**Exercise**:
Copy out every line below that contains the word "banner".

[BEGIN Given data]

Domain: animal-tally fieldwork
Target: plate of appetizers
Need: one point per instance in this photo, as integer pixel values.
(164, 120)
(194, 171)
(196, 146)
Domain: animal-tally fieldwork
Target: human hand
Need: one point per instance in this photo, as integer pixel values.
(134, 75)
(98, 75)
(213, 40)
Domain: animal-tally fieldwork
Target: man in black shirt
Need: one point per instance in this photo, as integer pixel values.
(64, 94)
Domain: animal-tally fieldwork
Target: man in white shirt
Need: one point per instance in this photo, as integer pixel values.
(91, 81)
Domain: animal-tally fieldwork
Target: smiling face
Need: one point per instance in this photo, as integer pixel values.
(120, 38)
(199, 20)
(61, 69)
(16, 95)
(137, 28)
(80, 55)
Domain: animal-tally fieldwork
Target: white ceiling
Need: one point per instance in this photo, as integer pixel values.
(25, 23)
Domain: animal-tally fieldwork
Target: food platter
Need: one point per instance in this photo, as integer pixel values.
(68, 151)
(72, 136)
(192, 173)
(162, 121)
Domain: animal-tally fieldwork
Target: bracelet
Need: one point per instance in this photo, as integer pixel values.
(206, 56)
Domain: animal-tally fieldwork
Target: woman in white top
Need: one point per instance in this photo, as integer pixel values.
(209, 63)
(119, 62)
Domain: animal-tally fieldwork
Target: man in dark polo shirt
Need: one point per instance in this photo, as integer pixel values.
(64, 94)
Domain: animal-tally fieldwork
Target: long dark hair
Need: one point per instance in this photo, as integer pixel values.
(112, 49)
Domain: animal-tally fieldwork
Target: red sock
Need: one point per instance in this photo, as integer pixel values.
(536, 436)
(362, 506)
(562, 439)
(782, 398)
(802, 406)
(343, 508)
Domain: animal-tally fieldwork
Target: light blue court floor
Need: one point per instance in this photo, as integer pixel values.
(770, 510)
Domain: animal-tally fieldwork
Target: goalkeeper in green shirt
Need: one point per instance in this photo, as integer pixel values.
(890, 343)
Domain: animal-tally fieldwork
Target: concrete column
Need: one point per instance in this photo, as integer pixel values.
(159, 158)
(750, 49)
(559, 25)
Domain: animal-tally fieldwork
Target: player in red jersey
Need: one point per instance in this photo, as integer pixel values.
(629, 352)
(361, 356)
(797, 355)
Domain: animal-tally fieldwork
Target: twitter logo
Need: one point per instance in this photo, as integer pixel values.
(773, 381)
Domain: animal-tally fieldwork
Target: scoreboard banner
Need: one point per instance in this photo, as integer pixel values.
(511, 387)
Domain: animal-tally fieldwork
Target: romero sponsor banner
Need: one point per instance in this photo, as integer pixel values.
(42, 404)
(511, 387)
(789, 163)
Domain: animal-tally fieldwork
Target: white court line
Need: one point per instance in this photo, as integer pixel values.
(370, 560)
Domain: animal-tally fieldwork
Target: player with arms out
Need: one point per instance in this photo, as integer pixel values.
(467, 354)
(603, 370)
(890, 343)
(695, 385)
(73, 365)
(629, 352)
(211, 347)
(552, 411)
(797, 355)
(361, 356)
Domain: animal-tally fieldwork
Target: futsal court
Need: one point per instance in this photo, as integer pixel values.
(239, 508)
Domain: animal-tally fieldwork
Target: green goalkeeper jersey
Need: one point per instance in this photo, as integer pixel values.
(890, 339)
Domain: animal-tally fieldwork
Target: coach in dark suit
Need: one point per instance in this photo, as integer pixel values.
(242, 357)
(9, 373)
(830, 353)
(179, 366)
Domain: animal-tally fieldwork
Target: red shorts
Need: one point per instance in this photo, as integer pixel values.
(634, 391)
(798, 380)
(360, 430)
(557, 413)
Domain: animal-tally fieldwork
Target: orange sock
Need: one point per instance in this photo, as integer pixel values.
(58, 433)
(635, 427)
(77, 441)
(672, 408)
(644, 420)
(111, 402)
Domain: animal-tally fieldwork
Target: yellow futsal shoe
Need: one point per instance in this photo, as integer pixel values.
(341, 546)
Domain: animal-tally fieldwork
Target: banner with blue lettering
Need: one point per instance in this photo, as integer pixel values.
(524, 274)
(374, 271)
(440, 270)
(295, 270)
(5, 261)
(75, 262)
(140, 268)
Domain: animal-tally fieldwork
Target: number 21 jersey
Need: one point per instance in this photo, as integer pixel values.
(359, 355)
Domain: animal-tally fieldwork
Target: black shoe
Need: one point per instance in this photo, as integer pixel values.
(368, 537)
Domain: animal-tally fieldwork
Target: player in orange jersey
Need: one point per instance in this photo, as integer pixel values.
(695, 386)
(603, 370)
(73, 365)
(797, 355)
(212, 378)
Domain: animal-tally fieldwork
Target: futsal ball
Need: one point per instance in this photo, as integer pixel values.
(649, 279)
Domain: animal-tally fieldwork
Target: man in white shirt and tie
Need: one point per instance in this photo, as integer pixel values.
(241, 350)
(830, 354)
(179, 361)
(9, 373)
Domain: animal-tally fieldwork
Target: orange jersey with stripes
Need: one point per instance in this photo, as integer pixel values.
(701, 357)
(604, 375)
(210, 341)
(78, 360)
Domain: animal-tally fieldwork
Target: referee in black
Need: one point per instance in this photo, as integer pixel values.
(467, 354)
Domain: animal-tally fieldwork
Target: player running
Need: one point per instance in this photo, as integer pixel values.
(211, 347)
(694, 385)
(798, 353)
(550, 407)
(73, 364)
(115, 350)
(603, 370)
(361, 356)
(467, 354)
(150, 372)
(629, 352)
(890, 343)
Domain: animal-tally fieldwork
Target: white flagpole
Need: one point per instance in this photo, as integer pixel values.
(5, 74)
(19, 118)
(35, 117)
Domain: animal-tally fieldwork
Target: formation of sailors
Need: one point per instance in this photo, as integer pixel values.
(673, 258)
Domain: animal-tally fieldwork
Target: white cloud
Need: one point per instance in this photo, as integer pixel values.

[END Given data]

**Output of the exercise**:
Target: scoreboard banner
Target: romero sponsor banner
Target: banner with blue lettering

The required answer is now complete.